## Start Given data

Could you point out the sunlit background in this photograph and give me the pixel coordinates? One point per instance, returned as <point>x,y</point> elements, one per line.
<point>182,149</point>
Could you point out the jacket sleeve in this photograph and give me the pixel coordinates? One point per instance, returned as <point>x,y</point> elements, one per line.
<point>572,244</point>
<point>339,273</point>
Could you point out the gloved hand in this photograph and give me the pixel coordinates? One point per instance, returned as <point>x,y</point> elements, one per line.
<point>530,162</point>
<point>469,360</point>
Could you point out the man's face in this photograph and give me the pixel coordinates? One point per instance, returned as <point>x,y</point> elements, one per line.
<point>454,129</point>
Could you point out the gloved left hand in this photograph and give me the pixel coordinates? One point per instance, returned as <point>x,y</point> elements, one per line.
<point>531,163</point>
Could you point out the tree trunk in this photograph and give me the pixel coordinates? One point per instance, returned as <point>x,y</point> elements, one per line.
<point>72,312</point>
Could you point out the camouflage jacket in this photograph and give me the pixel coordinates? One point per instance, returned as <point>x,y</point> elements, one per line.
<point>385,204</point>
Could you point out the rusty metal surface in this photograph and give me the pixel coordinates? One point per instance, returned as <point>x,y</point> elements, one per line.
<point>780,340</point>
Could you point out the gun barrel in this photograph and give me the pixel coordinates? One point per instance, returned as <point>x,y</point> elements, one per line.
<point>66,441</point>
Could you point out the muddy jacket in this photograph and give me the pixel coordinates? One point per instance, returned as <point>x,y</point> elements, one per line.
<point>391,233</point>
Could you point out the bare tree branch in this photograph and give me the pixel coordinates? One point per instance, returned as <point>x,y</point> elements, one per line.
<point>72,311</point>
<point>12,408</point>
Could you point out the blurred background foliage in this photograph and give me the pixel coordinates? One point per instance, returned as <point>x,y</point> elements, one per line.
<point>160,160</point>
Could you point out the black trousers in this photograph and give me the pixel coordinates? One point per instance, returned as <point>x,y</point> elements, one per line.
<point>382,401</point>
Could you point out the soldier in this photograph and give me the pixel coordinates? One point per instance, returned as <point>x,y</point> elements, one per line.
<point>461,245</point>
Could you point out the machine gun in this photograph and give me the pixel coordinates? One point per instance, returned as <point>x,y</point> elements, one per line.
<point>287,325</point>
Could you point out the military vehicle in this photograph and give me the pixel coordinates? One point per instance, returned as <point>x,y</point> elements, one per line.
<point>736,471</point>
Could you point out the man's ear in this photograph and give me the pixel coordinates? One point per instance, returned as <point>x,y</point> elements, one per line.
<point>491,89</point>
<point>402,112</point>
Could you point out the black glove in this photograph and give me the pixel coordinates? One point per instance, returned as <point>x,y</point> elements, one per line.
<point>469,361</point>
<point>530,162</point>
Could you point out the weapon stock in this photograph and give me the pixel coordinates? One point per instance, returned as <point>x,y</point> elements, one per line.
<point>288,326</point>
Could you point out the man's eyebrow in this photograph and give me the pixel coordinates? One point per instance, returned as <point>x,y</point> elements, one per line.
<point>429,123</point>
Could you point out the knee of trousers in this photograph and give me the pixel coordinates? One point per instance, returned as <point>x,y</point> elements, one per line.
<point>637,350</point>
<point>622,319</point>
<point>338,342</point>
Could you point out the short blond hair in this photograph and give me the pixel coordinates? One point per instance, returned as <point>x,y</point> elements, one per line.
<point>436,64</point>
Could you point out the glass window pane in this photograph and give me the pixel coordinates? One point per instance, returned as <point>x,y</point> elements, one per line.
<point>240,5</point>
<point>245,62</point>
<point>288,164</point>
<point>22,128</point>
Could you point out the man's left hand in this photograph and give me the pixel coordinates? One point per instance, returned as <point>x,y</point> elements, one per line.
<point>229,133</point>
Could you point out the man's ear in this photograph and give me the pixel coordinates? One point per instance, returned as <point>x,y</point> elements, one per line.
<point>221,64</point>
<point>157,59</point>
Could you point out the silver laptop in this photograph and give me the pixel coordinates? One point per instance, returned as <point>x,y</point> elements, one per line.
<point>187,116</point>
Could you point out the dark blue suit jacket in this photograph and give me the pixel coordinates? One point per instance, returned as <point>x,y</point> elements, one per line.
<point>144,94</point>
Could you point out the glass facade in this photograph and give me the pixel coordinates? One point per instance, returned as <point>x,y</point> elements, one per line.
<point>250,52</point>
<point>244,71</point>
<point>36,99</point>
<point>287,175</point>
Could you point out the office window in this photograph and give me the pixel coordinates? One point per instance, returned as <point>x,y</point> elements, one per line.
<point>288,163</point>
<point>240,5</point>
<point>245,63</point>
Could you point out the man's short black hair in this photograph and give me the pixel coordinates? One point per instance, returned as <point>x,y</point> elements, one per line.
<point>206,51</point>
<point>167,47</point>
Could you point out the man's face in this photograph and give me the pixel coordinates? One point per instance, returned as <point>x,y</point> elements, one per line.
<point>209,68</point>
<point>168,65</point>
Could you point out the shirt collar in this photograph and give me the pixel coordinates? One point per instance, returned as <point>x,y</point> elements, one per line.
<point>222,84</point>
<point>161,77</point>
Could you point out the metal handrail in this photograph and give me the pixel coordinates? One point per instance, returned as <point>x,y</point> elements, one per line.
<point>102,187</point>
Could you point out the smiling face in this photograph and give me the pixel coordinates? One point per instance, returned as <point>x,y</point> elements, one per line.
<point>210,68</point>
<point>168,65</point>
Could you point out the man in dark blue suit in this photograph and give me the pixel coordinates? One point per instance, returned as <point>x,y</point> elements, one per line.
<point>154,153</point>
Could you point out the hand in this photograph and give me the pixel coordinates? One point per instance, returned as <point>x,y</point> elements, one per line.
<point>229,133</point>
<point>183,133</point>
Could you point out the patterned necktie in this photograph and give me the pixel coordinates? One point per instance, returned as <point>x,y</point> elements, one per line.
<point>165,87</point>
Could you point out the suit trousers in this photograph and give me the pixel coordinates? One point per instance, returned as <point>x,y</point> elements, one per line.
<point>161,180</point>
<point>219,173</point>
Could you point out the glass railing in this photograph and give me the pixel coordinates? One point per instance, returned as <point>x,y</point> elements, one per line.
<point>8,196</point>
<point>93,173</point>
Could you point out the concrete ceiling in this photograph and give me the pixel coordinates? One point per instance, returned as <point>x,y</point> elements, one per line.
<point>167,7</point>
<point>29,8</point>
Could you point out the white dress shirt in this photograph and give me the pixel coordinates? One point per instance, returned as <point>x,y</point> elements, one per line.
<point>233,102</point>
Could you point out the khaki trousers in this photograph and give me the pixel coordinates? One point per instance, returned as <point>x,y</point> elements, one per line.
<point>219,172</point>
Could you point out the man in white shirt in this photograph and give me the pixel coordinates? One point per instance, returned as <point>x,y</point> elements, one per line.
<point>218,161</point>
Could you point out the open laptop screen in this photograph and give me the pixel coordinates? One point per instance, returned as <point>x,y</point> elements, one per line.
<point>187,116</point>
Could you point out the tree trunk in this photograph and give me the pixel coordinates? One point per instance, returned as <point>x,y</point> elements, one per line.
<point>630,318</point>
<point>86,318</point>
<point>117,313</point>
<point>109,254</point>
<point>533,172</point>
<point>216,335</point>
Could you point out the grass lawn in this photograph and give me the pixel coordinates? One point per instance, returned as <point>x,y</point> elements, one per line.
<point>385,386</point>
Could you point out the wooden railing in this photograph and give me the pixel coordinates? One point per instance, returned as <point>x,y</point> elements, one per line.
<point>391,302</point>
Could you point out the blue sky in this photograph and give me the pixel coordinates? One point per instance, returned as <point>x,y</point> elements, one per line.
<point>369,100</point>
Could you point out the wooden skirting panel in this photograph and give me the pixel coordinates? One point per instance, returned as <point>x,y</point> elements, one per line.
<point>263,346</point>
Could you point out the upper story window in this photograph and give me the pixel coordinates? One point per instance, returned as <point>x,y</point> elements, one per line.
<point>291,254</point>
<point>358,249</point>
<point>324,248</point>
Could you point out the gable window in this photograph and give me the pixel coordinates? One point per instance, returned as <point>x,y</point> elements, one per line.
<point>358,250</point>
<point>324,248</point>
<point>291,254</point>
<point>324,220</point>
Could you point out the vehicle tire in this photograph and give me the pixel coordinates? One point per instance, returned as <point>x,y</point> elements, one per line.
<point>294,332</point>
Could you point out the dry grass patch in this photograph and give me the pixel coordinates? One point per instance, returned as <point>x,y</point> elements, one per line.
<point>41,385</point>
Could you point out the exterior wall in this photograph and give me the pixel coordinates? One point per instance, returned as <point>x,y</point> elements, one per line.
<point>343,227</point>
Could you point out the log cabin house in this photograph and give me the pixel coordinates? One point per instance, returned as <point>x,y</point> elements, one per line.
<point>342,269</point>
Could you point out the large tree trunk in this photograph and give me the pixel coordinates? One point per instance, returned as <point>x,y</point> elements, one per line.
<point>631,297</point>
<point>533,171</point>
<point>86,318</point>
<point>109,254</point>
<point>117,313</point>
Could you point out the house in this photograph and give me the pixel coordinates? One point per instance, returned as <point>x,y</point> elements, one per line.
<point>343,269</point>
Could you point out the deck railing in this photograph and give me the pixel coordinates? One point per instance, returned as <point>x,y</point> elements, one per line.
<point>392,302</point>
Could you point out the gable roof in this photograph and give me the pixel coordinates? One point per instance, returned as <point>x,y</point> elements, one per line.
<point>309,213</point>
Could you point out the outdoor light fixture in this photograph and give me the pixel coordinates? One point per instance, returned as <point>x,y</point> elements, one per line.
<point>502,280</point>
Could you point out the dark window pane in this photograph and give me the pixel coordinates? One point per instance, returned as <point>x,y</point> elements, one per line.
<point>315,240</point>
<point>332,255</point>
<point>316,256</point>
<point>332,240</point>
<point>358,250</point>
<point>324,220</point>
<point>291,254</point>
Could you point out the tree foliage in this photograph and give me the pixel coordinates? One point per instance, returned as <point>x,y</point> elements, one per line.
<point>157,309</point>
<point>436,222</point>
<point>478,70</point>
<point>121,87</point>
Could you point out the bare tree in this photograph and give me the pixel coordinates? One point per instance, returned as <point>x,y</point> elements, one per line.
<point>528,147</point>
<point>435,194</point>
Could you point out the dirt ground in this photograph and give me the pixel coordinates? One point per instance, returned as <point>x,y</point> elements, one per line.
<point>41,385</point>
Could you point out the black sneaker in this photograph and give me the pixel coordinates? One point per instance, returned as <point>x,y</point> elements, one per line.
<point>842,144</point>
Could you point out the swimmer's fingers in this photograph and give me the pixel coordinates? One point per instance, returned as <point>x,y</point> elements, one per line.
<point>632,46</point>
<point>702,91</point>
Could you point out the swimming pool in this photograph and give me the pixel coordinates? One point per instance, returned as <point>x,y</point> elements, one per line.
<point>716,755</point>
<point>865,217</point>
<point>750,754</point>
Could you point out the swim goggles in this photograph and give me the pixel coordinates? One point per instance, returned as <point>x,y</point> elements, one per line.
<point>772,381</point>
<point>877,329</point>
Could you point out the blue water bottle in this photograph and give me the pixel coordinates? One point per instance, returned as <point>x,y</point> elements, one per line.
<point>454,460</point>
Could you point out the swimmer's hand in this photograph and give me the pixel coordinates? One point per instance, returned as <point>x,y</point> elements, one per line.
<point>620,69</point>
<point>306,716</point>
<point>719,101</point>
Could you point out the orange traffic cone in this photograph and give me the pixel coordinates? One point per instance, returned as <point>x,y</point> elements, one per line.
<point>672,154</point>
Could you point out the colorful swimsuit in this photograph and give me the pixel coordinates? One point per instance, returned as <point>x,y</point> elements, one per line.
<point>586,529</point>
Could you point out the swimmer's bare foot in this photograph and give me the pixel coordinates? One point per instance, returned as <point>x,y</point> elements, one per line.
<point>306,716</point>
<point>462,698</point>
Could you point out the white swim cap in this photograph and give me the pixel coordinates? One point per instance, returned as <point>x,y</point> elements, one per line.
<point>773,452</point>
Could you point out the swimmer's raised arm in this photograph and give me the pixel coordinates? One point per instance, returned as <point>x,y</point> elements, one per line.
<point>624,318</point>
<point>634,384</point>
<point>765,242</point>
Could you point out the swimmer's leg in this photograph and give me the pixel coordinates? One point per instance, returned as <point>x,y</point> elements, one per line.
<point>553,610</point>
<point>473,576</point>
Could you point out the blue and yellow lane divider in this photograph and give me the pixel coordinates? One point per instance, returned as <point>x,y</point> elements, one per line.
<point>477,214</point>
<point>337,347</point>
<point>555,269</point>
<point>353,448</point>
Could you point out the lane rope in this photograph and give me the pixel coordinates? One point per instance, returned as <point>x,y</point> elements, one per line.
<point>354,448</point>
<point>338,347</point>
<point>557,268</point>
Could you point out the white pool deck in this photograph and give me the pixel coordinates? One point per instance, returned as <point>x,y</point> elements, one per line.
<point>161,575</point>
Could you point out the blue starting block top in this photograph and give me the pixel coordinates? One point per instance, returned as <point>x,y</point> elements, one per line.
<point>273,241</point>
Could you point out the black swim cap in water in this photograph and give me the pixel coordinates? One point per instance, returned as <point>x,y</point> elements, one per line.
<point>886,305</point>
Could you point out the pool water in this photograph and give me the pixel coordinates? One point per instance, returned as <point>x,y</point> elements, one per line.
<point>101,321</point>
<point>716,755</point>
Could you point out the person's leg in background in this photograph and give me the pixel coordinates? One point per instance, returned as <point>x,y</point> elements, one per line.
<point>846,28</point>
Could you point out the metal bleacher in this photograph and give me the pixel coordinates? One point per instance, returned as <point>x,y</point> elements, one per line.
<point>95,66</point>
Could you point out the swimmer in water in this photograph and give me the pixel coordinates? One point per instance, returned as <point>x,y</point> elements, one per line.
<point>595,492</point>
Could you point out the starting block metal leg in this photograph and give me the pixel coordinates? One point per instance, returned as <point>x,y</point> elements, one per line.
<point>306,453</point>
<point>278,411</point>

## End Given data

## Task to carry out
Rename "pool" to "basin" in the listing from the line with "Could you point out the white pool" up to and including the line with "<point>846,28</point>", and give those lines again with no other change.

## Output of the task
Could you point out the white basin deck in this photograph and give me the pixel coordinates? One point per instance, returned as <point>x,y</point> elements, one per line.
<point>161,575</point>
Could you point out the blue starting block top in this photograph and give me the pixel coordinates? One point per instance, returned as <point>x,y</point> elements, one per line.
<point>273,241</point>
Could you point out the black swim cap in water in this photograph and give me the pixel coordinates? One point per instance, returned as <point>x,y</point> elements, one per line.
<point>886,305</point>
Could you point out the basin water in this photograph and give me the pixel coordinates? One point per instance, returned as <point>x,y</point> elements, one per line.
<point>101,321</point>
<point>716,755</point>
Could you point out the person's leg in background in this photograph and give me the pixel coordinates? One point per instance, returned as <point>x,y</point> elements, one per line.
<point>846,28</point>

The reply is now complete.